Passage shown Start Marker
Because of the increase in cases among infants, not children, five-year-olds are being given a booster in an attempt to reestablish countrywide herd immunity rather than protect them per se. In effect, the immune system of your child is being exploited to prevent this ubiquitous disease from spreading among infants.
Whooping cough returns
In the Netherlands, despite universal vaccine coverage since the 1940s, whooping cough cases are increasing (CDC, Emerging Infectious Diseases [Suppl] June 2001). Indeed, the rate of infection may be as high as 1-4 per cent among the population (Infect Control Hosp Epidemiol, 1999; 20: 120-3).
Many other countries with vaccination coverage of over 90 per cent, such as Canada and Australia, have recently had epidemics of whooping cough (Can Commun Dis Rep, 1995; 15: 45-8; Commun Dis Intell, 1997; 21: 145-8).
In the US, the Centers for Disease Control and Prevention (CDC) recently announced that, in the last three years, the number of cases of whooping cough has more than trebled to 7000 cases per year since the 1980s, when only 2000 cases were reported a year.
As with England, this increase - 29 per cent - has mainly occurred among children under a year old. This is despite the fact that at least two-thirds of all children receive some form of the whooping cough jab, and the vaccine is touted as being 88 per cent effective among children 7-18 months old (MMWR, 2002; 51: 73-6).
The reemergence of whooping cough in the US is hardly a new trend. After the vaccine was launched in the 1940s, cases of pertussis declined to an historic low in 1976. But, since the early 1980s, the incidence of whooping cough has increased cyclically, peaking every three to four years independently of vaccination (MMWR, 2002; 51: 73-6).
During a nationwide epidemic of whooping cough in 1993, a group of researchers at Cincinnati Children’s Hospital, examining 352 children who had come down with the disease, discovered that 82 per cent had completed their full complement of DPT vaccines (N Engl J Med, 1994; 331: 16-21).
One immediate cause is that the vaccine simply wears off after a few years. In one Italian study of 38 children, aged five to six years, who’d routinely received three doses of pertussis vaccine, very few children had significant antibodies to all three pertussis antigens five years after vaccination (Infect Immun, 2001; 69: 4516-20).
Passage shown End Marker
Information given Start Marker
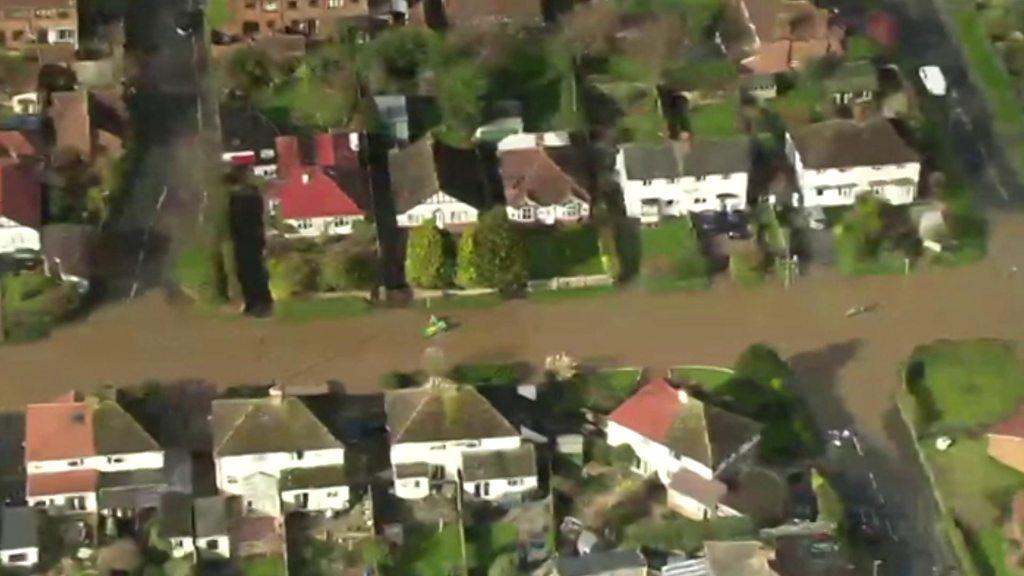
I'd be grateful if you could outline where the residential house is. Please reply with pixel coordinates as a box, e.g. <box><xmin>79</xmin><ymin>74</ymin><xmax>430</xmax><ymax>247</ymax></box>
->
<box><xmin>615</xmin><ymin>138</ymin><xmax>751</xmax><ymax>223</ymax></box>
<box><xmin>605</xmin><ymin>378</ymin><xmax>761</xmax><ymax>520</ymax></box>
<box><xmin>786</xmin><ymin>118</ymin><xmax>921</xmax><ymax>207</ymax></box>
<box><xmin>728</xmin><ymin>0</ymin><xmax>846</xmax><ymax>74</ymax></box>
<box><xmin>193</xmin><ymin>496</ymin><xmax>237</xmax><ymax>560</ymax></box>
<box><xmin>0</xmin><ymin>0</ymin><xmax>78</xmax><ymax>50</ymax></box>
<box><xmin>985</xmin><ymin>407</ymin><xmax>1024</xmax><ymax>472</ymax></box>
<box><xmin>0</xmin><ymin>507</ymin><xmax>43</xmax><ymax>568</ymax></box>
<box><xmin>213</xmin><ymin>387</ymin><xmax>349</xmax><ymax>518</ymax></box>
<box><xmin>0</xmin><ymin>157</ymin><xmax>43</xmax><ymax>253</ymax></box>
<box><xmin>441</xmin><ymin>0</ymin><xmax>544</xmax><ymax>28</ymax></box>
<box><xmin>498</xmin><ymin>134</ymin><xmax>591</xmax><ymax>224</ymax></box>
<box><xmin>824</xmin><ymin>60</ymin><xmax>879</xmax><ymax>106</ymax></box>
<box><xmin>221</xmin><ymin>0</ymin><xmax>391</xmax><ymax>38</ymax></box>
<box><xmin>158</xmin><ymin>492</ymin><xmax>196</xmax><ymax>558</ymax></box>
<box><xmin>269</xmin><ymin>133</ymin><xmax>370</xmax><ymax>238</ymax></box>
<box><xmin>384</xmin><ymin>379</ymin><xmax>538</xmax><ymax>500</ymax></box>
<box><xmin>47</xmin><ymin>90</ymin><xmax>124</xmax><ymax>160</ymax></box>
<box><xmin>555</xmin><ymin>550</ymin><xmax>648</xmax><ymax>576</ymax></box>
<box><xmin>388</xmin><ymin>136</ymin><xmax>485</xmax><ymax>229</ymax></box>
<box><xmin>220</xmin><ymin>104</ymin><xmax>279</xmax><ymax>178</ymax></box>
<box><xmin>25</xmin><ymin>392</ymin><xmax>164</xmax><ymax>513</ymax></box>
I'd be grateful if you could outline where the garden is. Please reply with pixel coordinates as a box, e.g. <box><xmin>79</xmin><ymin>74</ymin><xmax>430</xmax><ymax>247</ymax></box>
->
<box><xmin>898</xmin><ymin>339</ymin><xmax>1024</xmax><ymax>576</ymax></box>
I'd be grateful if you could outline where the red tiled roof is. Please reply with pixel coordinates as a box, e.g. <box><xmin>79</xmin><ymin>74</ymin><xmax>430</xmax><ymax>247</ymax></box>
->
<box><xmin>0</xmin><ymin>158</ymin><xmax>43</xmax><ymax>227</ymax></box>
<box><xmin>26</xmin><ymin>470</ymin><xmax>99</xmax><ymax>496</ymax></box>
<box><xmin>608</xmin><ymin>378</ymin><xmax>683</xmax><ymax>443</ymax></box>
<box><xmin>274</xmin><ymin>167</ymin><xmax>366</xmax><ymax>219</ymax></box>
<box><xmin>988</xmin><ymin>405</ymin><xmax>1024</xmax><ymax>439</ymax></box>
<box><xmin>25</xmin><ymin>397</ymin><xmax>96</xmax><ymax>462</ymax></box>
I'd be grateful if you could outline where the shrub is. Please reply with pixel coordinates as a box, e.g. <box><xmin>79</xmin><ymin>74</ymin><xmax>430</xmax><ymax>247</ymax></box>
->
<box><xmin>267</xmin><ymin>253</ymin><xmax>319</xmax><ymax>300</ymax></box>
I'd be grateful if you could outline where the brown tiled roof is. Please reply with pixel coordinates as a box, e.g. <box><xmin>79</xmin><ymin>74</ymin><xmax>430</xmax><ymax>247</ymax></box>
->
<box><xmin>499</xmin><ymin>147</ymin><xmax>590</xmax><ymax>206</ymax></box>
<box><xmin>25</xmin><ymin>470</ymin><xmax>99</xmax><ymax>496</ymax></box>
<box><xmin>384</xmin><ymin>385</ymin><xmax>519</xmax><ymax>444</ymax></box>
<box><xmin>793</xmin><ymin>118</ymin><xmax>921</xmax><ymax>169</ymax></box>
<box><xmin>444</xmin><ymin>0</ymin><xmax>544</xmax><ymax>26</ymax></box>
<box><xmin>49</xmin><ymin>90</ymin><xmax>92</xmax><ymax>158</ymax></box>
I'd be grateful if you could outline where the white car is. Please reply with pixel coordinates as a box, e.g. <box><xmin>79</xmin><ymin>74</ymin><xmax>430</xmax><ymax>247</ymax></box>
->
<box><xmin>918</xmin><ymin>66</ymin><xmax>946</xmax><ymax>96</ymax></box>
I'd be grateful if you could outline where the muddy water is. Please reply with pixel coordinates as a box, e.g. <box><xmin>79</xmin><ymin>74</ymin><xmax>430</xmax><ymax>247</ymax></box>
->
<box><xmin>0</xmin><ymin>217</ymin><xmax>1024</xmax><ymax>448</ymax></box>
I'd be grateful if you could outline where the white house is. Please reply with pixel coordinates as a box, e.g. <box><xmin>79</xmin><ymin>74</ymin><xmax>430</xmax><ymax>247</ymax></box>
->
<box><xmin>0</xmin><ymin>507</ymin><xmax>43</xmax><ymax>568</ymax></box>
<box><xmin>785</xmin><ymin>119</ymin><xmax>921</xmax><ymax>207</ymax></box>
<box><xmin>213</xmin><ymin>388</ymin><xmax>348</xmax><ymax>517</ymax></box>
<box><xmin>498</xmin><ymin>134</ymin><xmax>591</xmax><ymax>225</ymax></box>
<box><xmin>388</xmin><ymin>136</ymin><xmax>484</xmax><ymax>229</ymax></box>
<box><xmin>25</xmin><ymin>392</ymin><xmax>164</xmax><ymax>513</ymax></box>
<box><xmin>0</xmin><ymin>216</ymin><xmax>42</xmax><ymax>254</ymax></box>
<box><xmin>385</xmin><ymin>381</ymin><xmax>537</xmax><ymax>499</ymax></box>
<box><xmin>193</xmin><ymin>496</ymin><xmax>234</xmax><ymax>560</ymax></box>
<box><xmin>605</xmin><ymin>378</ymin><xmax>761</xmax><ymax>520</ymax></box>
<box><xmin>615</xmin><ymin>138</ymin><xmax>751</xmax><ymax>223</ymax></box>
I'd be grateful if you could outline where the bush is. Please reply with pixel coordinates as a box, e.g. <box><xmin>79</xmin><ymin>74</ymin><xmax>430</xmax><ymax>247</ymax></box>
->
<box><xmin>406</xmin><ymin>219</ymin><xmax>452</xmax><ymax>288</ymax></box>
<box><xmin>473</xmin><ymin>207</ymin><xmax>529</xmax><ymax>289</ymax></box>
<box><xmin>267</xmin><ymin>252</ymin><xmax>319</xmax><ymax>300</ymax></box>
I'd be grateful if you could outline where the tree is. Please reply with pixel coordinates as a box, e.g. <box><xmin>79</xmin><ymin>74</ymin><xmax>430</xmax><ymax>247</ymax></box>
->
<box><xmin>487</xmin><ymin>552</ymin><xmax>519</xmax><ymax>576</ymax></box>
<box><xmin>455</xmin><ymin>225</ymin><xmax>479</xmax><ymax>288</ymax></box>
<box><xmin>473</xmin><ymin>207</ymin><xmax>529</xmax><ymax>289</ymax></box>
<box><xmin>406</xmin><ymin>219</ymin><xmax>452</xmax><ymax>288</ymax></box>
<box><xmin>267</xmin><ymin>252</ymin><xmax>319</xmax><ymax>300</ymax></box>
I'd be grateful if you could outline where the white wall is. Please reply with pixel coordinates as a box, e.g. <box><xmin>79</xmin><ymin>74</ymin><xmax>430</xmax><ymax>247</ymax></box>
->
<box><xmin>0</xmin><ymin>548</ymin><xmax>39</xmax><ymax>568</ymax></box>
<box><xmin>463</xmin><ymin>476</ymin><xmax>537</xmax><ymax>500</ymax></box>
<box><xmin>786</xmin><ymin>135</ymin><xmax>921</xmax><ymax>207</ymax></box>
<box><xmin>281</xmin><ymin>486</ymin><xmax>348</xmax><ymax>511</ymax></box>
<box><xmin>606</xmin><ymin>420</ymin><xmax>714</xmax><ymax>484</ymax></box>
<box><xmin>27</xmin><ymin>450</ymin><xmax>164</xmax><ymax>475</ymax></box>
<box><xmin>196</xmin><ymin>534</ymin><xmax>231</xmax><ymax>559</ymax></box>
<box><xmin>0</xmin><ymin>223</ymin><xmax>42</xmax><ymax>254</ymax></box>
<box><xmin>396</xmin><ymin>192</ymin><xmax>480</xmax><ymax>228</ymax></box>
<box><xmin>391</xmin><ymin>436</ymin><xmax>522</xmax><ymax>480</ymax></box>
<box><xmin>215</xmin><ymin>448</ymin><xmax>345</xmax><ymax>493</ymax></box>
<box><xmin>26</xmin><ymin>492</ymin><xmax>98</xmax><ymax>515</ymax></box>
<box><xmin>285</xmin><ymin>216</ymin><xmax>366</xmax><ymax>238</ymax></box>
<box><xmin>170</xmin><ymin>536</ymin><xmax>196</xmax><ymax>558</ymax></box>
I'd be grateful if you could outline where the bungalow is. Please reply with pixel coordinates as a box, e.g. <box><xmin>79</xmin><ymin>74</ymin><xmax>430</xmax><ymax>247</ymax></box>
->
<box><xmin>605</xmin><ymin>378</ymin><xmax>761</xmax><ymax>520</ymax></box>
<box><xmin>388</xmin><ymin>136</ymin><xmax>485</xmax><ymax>229</ymax></box>
<box><xmin>269</xmin><ymin>133</ymin><xmax>370</xmax><ymax>238</ymax></box>
<box><xmin>212</xmin><ymin>387</ymin><xmax>348</xmax><ymax>518</ymax></box>
<box><xmin>0</xmin><ymin>507</ymin><xmax>43</xmax><ymax>568</ymax></box>
<box><xmin>25</xmin><ymin>393</ymin><xmax>164</xmax><ymax>513</ymax></box>
<box><xmin>385</xmin><ymin>379</ymin><xmax>538</xmax><ymax>500</ymax></box>
<box><xmin>220</xmin><ymin>104</ymin><xmax>279</xmax><ymax>178</ymax></box>
<box><xmin>985</xmin><ymin>406</ymin><xmax>1024</xmax><ymax>472</ymax></box>
<box><xmin>498</xmin><ymin>143</ymin><xmax>591</xmax><ymax>225</ymax></box>
<box><xmin>193</xmin><ymin>496</ymin><xmax>236</xmax><ymax>560</ymax></box>
<box><xmin>615</xmin><ymin>138</ymin><xmax>751</xmax><ymax>223</ymax></box>
<box><xmin>785</xmin><ymin>118</ymin><xmax>921</xmax><ymax>207</ymax></box>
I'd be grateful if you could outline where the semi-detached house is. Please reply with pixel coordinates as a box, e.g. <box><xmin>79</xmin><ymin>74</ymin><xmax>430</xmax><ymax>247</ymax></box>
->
<box><xmin>385</xmin><ymin>381</ymin><xmax>537</xmax><ymax>500</ymax></box>
<box><xmin>786</xmin><ymin>118</ymin><xmax>921</xmax><ymax>207</ymax></box>
<box><xmin>25</xmin><ymin>393</ymin><xmax>164</xmax><ymax>513</ymax></box>
<box><xmin>213</xmin><ymin>388</ymin><xmax>349</xmax><ymax>518</ymax></box>
<box><xmin>605</xmin><ymin>378</ymin><xmax>761</xmax><ymax>520</ymax></box>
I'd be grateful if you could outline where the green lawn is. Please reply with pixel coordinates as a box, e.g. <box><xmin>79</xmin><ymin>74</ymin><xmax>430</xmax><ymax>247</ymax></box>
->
Information given End Marker
_Complete the following_
1. In the whooping cough passage, what share of the 352 children examined at Cincinnati Children's Hospital had completed their full complement of DPT vaccines?
2. Reproduce the part of the whooping cough passage that begins at the words "Because of the" and ends after "spreading among infants.".
3. Which countries does the whooping cough passage name outright?

_Solutions by task_
1. 82 per cent

2.
Because of the increase in cases among infants, not children, five-year-olds are being given a booster in an attempt to reestablish countrywide herd immunity rather than protect them per se. In effect, the immune system of your child is being exploited to prevent this ubiquitous disease from spreading among infants.

3. The Netherlands, Canada, Australia, the US, England